§ **ВЫБРАННЫЙ ОТРЫВОК**
Он принимал войну вообще. И эту войну принял бы. Сказал бы, как мы говорим: ужасная, проклятая война, а все-таки надо воевать до конца. Но он имел бы право сказать и то, что многие говорят без всякого права: надо воевать до конца, потому что конец этой войны - конец всех войн".

Цитирую по сборнику публицистики Мережковского, выпущенному "Аграфом". "Было и будет. Дневник. 1910-1914" и "Невоенный дневник. 1914-1916" - книги острые и напряженные до экзальтации. Как обычно у Мережковского, политика, история, религия, словесность живут в постоянном смешении, а трезвые и продуманные суждения то и дела оборачиваются надрывными банальностями. Что-что, а дух времени Мережковский выражал сполна. В его статьях десятых годов (как и в романах трилогии "Царство Зверя") живет чувство кануна - то ли последнего одоления смерти, то ли полной катастрофы. Разумеется, как бы ни спорил Мережковский с Соловьевым "по частностям", он воспринимает себя его легитимным наследником, несколько переросшим учителя. (Впрочем, с Чаадаевым или Толстым он обращается так же. В Мережковском удивительно уживалось истовое стремление понять каждого - к примеру, Александра I и декабристов - с очевидным высокомерием по отношению к своим героям.) Глупо гадать, но как-то не верится, что доживи Соловьев до 1916 года, мыслил бы он о войне в духе Мережковского. Известно, до чего мы тогда довоевались. И как прямое следствие бессмысленной войны - Февральская катастрофа - отозвалась на судьбах России и русской культуры. И на судьбах авторов трех следующих книг.

§ **ПИСЬМЕННОЕ ЗАДАНИЕ A**
Перепечатайте из списка строки от строки с «outline <item>white table</item>» до строки с «M 23 144 L 16» включительно.

§ **ПОКАЗАННЫЙ МАТЕРИАЛ**
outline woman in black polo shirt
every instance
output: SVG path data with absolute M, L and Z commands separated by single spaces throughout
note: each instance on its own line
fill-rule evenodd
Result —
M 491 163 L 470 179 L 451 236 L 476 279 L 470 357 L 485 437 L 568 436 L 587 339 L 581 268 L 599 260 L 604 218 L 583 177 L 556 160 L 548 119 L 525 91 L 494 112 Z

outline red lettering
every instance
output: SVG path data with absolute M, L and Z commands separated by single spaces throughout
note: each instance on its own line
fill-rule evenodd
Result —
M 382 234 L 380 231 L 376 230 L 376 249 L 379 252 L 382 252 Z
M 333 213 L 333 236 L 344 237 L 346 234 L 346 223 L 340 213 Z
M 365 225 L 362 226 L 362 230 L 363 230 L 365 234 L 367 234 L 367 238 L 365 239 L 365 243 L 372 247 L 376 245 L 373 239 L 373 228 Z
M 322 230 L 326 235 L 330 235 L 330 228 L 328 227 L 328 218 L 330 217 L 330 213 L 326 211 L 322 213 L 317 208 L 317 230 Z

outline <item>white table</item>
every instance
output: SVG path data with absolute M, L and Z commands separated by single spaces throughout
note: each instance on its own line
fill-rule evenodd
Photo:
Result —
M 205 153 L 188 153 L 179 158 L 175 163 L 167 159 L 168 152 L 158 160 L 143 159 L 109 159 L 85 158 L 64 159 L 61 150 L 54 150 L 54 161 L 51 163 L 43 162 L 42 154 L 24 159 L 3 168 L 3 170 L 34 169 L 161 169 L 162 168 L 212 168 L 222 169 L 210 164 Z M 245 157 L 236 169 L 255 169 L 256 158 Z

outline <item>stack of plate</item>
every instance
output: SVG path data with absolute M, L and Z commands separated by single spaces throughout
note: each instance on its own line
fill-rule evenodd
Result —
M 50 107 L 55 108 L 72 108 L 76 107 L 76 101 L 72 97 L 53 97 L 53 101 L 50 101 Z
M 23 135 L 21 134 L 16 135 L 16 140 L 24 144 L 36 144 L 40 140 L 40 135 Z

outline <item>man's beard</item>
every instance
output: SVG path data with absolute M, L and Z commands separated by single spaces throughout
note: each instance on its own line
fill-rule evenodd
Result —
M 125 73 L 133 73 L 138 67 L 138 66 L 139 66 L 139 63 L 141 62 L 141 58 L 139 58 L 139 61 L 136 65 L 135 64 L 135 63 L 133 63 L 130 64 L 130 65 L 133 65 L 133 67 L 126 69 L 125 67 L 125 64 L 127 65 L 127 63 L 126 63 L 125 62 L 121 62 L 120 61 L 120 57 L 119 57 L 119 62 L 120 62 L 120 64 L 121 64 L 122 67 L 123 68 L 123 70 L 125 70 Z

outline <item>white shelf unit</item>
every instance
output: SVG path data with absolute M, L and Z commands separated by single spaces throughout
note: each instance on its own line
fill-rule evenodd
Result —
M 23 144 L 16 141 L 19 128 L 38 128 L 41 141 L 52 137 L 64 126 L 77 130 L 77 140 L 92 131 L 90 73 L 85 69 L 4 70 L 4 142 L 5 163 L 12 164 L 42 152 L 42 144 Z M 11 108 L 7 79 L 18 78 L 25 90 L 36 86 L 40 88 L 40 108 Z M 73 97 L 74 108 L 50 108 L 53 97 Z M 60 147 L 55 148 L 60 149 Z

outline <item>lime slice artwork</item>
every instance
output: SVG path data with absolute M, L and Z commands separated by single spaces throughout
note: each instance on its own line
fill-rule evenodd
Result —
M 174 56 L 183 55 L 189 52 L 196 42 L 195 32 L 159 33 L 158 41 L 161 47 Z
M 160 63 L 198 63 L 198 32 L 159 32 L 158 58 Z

§ **ПИСЬМЕННОЕ ЗАДАНИЕ B**
Выведите дословно весь отрывок о публицистике Мережковского.

§ **ПИСЬМЕННЫЙ ОТВЕТ A**
outline <item>white table</item>
every instance
output: SVG path data with absolute M, L and Z commands separated by single spaces throughout
note: each instance on its own line
fill-rule evenodd
Photo:
Result —
M 205 153 L 188 153 L 179 158 L 175 163 L 167 159 L 168 152 L 158 160 L 143 159 L 109 159 L 85 158 L 64 159 L 61 150 L 54 150 L 54 161 L 51 163 L 43 162 L 42 154 L 24 159 L 3 168 L 3 170 L 34 169 L 161 169 L 162 168 L 212 168 L 222 169 L 210 164 Z M 245 157 L 236 169 L 255 169 L 256 158 Z

outline <item>stack of plate</item>
every instance
output: SVG path data with absolute M, L and Z commands separated by single spaces throughout
note: each instance on its own line
fill-rule evenodd
Result —
M 50 107 L 55 108 L 72 108 L 76 107 L 76 101 L 72 97 L 53 97 L 53 101 L 50 101 Z
M 23 135 L 21 134 L 16 135 L 16 140 L 24 144 L 36 144 L 40 140 L 40 135 Z

outline <item>man's beard</item>
every instance
output: SVG path data with absolute M, L and Z commands separated by single spaces throughout
note: each instance on its own line
fill-rule evenodd
Result —
M 125 73 L 133 73 L 138 67 L 138 66 L 139 66 L 139 63 L 141 62 L 141 58 L 139 58 L 139 61 L 136 65 L 135 64 L 135 63 L 133 63 L 130 64 L 130 65 L 133 65 L 133 67 L 126 69 L 125 67 L 125 64 L 127 65 L 127 63 L 126 63 L 125 62 L 121 62 L 120 61 L 120 57 L 119 57 L 119 62 L 120 62 L 120 64 L 121 64 L 122 67 L 123 68 L 123 70 L 125 70 Z

outline <item>white shelf unit</item>
every instance
output: SVG path data with absolute M, L and Z commands separated by single spaces throughout
note: each instance on its own line
fill-rule evenodd
Result —
M 23 144 L 16 141 L 19 128 L 38 128 L 41 141 L 52 137 L 64 126 L 77 130 L 77 140 L 92 131 L 90 73 L 85 69 L 4 70 L 4 142 L 5 163 L 12 164 L 42 152 L 42 144 Z M 11 108 L 7 79 L 18 78 L 25 90 L 36 86 L 40 88 L 40 108 Z M 73 97 L 74 108 L 50 108 L 53 97 Z M 60 147 L 55 148 L 60 149 Z

§ **ПИСЬМЕННЫЙ ОТВЕТ B**
Он принимал войну вообще. И эту войну принял бы. Сказал бы, как мы говорим: ужасная, проклятая война, а все-таки надо воевать до конца. Но он имел бы право сказать и то, что многие говорят без всякого права: надо воевать до конца, потому что конец этой войны - конец всех войн".

Цитирую по сборнику публицистики Мережковского, выпущенному "Аграфом". "Было и будет. Дневник. 1910-1914" и "Невоенный дневник. 1914-1916" - книги острые и напряженные до экзальтации. Как обычно у Мережковского, политика, история, религия, словесность живут в постоянном смешении, а трезвые и продуманные суждения то и дела оборачиваются надрывными банальностями. Что-что, а дух времени Мережковский выражал сполна. В его статьях десятых годов (как и в романах трилогии "Царство Зверя") живет чувство кануна - то ли последнего одоления смерти, то ли полной катастрофы. Разумеется, как бы ни спорил Мережковский с Соловьевым "по частностям", он воспринимает себя его легитимным наследником, несколько переросшим учителя. (Впрочем, с Чаадаевым или Толстым он обращается так же. В Мережковском удивительно уживалось истовое стремление понять каждого - к примеру, Александра I и декабристов - с очевидным высокомерием по отношению к своим героям.) Глупо гадать, но как-то не верится, что доживи Соловьев до 1916 года, мыслил бы он о войне в духе Мережковского. Известно, до чего мы тогда довоевались. И как прямое следствие бессмысленной войны - Февральская катастрофа - отозвалась на судьбах России и русской культуры. И на судьбах авторов трех следующих книг.